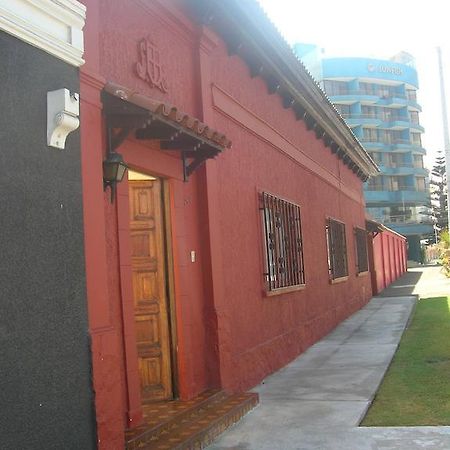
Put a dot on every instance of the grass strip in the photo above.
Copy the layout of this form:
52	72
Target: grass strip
416	388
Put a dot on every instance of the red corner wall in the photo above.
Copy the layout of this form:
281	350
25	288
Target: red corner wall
230	334
390	259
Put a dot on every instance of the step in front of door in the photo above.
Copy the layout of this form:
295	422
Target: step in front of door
194	427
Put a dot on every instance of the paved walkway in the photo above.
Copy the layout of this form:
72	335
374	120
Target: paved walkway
317	401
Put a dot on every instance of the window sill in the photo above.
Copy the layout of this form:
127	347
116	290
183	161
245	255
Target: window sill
339	280
286	290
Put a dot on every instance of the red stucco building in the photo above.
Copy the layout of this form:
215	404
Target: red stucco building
237	238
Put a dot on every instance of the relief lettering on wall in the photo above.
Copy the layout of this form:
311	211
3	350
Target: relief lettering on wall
149	66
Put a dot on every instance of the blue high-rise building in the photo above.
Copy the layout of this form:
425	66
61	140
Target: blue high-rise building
377	98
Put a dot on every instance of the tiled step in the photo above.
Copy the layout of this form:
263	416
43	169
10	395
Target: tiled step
193	427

========================================================================

Write out every line of the entries above verbatim, leaving out the pictures.

Put a dot on every instance of the grass strip in the photo above.
Copy the layout of this form:
52	72
Target: grass strip
416	388
Put a dot on every instance of the red corner wall in the photo above.
Copy the layout of this form:
281	350
25	288
Target: red corner wall
230	334
390	259
Put a dot on every instance of the step in front of door in the photo above.
Copy the layout of this form:
295	422
Target: step in front of door
194	427
Put a dot on every instance of the paved walkway in the photo above.
Copy the layout of this form:
72	335
374	120
Target: paved walkway
317	401
Put a dot on every instance of the window sill in the photo above.
Copy the layout of this form:
127	347
116	290
183	161
245	255
Target: window sill
339	280
286	290
Put a dot on every instance of the red stucco building in the photo above.
Copy the layout of this form:
215	404
Target: red stucco building
237	238
Put a dot on every instance of the relief lettering on wall in the photo above.
Copy the layout of this form:
311	211
3	350
Target: relief lettering on wall
149	66
Put a dot on every instance of the blue high-rise building in the photo above.
Copy the layout of this form:
425	66
61	140
Target: blue high-rise building
377	98
Put a dot on every instance of the tiled step in the photo above.
Copy the layout of this form:
263	416
43	169
10	395
Target: tiled step
193	427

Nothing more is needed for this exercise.